*** Opening Passage shown ***

The settlement caps a dramatic couple of weeks in the case. Last weekend, on the two-year anniversary of the discovery of the fraud, Madoff's older son, Mark Madoff, committed suicide in his Manhattan apartment. Only days before Picard had sued both of Madoff's sons and their wives and children.
The two-year anniversary was the deadline for Picard to file claims, and he came in just under the wire with a number of gargantuan suits against Madoff's family and friends as well as against banks he said had aided Madoff's crime or did not do enough to investigate it.
The biggest suit by far asks for $19.6 billion from the owners of an Austrian bank, Bank Medici, and its founder, Sonja Kohn, whom Picard's filing referred to as Madoff's "criminal soul mate."
Picard said Kohn had drawn investors in by advertising her close relationship with Madoff and her operation withdrew hundreds of millions of dollars shortly before the fraud became public.
Lawyers for Kohn and Bank Medici have denied any wrongdoing.
Picard also recently sued JPMorgan Chase & Co., Madoff's primary U.S. bank, asking for $6.4 billion. Picard's lead counsel, David Sheehan, said the bank was "thoroughly complicit" in Madoff's fraud and that "Madoff would not have been able to commit this massive Ponzi scheme without this bank."
After the complaint was filed under seal at JPMorgan's request, the bank issued a statement saying "any suggestion that JPMorgan supported Madoff's fraud is utterly baseless and demonstrably false."
One of Madoff's investors who won't benefit from Friday's settlement is Peter Moskowitz, a retired dentist in Corona whose last statement from Madoff said he had $1.15 million in his account. Moskowitz, 67, said he had made withdrawals over the years that exceeded his initial investment, making him ineligible for a recovery.
"I not only won't get anything," Moskowitz said, "I also may be liable to give back what I took out."
Moskowitz said he had considered the money his retirement account. Since it disappeared, he's been living off Social Security and disability benefits.
"I'm very lucky, compared to most," he said. "Many people lost their homes. Some people lost their lives due to the stress."

*** Closing Passage shown ***
*** Opening Provided records ***

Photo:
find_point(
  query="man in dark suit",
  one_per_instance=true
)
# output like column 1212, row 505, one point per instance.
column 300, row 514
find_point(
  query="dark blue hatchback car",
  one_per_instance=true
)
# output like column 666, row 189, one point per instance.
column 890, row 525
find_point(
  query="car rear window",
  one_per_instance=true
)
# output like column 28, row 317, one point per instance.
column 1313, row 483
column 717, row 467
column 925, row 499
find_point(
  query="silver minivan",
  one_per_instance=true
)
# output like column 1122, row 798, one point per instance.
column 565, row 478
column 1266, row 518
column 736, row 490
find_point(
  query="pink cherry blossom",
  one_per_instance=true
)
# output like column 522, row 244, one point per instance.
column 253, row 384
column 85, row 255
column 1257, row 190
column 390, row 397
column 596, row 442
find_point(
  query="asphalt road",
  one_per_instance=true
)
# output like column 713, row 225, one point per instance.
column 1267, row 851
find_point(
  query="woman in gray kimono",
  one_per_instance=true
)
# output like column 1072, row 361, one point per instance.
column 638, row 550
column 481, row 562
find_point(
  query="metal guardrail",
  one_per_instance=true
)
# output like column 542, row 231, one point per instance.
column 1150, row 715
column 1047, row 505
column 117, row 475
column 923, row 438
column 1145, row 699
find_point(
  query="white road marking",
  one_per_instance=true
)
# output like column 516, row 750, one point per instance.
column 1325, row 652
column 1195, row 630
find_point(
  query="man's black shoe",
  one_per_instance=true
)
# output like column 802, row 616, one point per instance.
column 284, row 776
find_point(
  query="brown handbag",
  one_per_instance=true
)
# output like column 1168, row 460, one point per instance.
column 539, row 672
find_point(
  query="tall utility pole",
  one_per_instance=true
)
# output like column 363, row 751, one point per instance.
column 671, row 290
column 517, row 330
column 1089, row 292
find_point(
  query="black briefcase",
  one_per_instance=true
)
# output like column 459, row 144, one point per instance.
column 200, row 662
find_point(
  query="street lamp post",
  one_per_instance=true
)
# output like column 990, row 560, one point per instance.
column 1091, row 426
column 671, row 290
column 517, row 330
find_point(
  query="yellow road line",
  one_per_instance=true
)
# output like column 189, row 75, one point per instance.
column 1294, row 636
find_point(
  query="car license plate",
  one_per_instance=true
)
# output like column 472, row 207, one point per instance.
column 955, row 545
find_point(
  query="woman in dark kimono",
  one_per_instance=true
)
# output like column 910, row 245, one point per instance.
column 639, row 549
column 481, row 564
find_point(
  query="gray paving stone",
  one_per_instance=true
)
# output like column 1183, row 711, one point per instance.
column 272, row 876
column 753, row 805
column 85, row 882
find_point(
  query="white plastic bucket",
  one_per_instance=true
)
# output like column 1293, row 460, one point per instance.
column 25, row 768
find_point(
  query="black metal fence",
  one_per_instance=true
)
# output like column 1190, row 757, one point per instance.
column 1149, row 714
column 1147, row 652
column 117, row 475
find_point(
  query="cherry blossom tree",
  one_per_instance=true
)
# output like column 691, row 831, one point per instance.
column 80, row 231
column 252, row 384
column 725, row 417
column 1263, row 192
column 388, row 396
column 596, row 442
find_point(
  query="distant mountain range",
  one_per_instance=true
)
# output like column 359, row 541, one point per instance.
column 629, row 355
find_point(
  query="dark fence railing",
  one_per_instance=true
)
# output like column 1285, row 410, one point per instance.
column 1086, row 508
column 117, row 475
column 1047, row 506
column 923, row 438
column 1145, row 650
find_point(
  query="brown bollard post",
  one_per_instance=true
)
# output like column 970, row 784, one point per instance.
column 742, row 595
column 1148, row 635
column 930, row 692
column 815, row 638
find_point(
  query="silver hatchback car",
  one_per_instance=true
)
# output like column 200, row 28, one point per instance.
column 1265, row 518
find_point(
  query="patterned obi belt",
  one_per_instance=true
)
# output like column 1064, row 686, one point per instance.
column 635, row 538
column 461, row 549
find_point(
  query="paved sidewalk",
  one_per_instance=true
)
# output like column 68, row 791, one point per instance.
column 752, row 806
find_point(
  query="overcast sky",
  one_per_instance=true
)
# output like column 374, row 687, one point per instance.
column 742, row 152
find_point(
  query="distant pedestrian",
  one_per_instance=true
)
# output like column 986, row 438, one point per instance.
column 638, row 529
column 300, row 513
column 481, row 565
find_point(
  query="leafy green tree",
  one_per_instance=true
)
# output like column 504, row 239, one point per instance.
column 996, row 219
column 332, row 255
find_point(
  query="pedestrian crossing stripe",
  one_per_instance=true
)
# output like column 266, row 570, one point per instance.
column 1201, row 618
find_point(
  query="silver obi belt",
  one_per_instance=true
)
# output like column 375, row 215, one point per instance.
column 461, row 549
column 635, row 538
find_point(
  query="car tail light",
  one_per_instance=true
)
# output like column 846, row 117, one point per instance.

*** Closing Provided records ***

Copy the part of the Madoff fraud article starting with "Picard said Kohn" and going on through "denied any wrongdoing.", word for word.

• Output of the exercise:
Picard said Kohn had drawn investors in by advertising her close relationship with Madoff and her operation withdrew hundreds of millions of dollars shortly before the fraud became public.
Lawyers for Kohn and Bank Medici have denied any wrongdoing.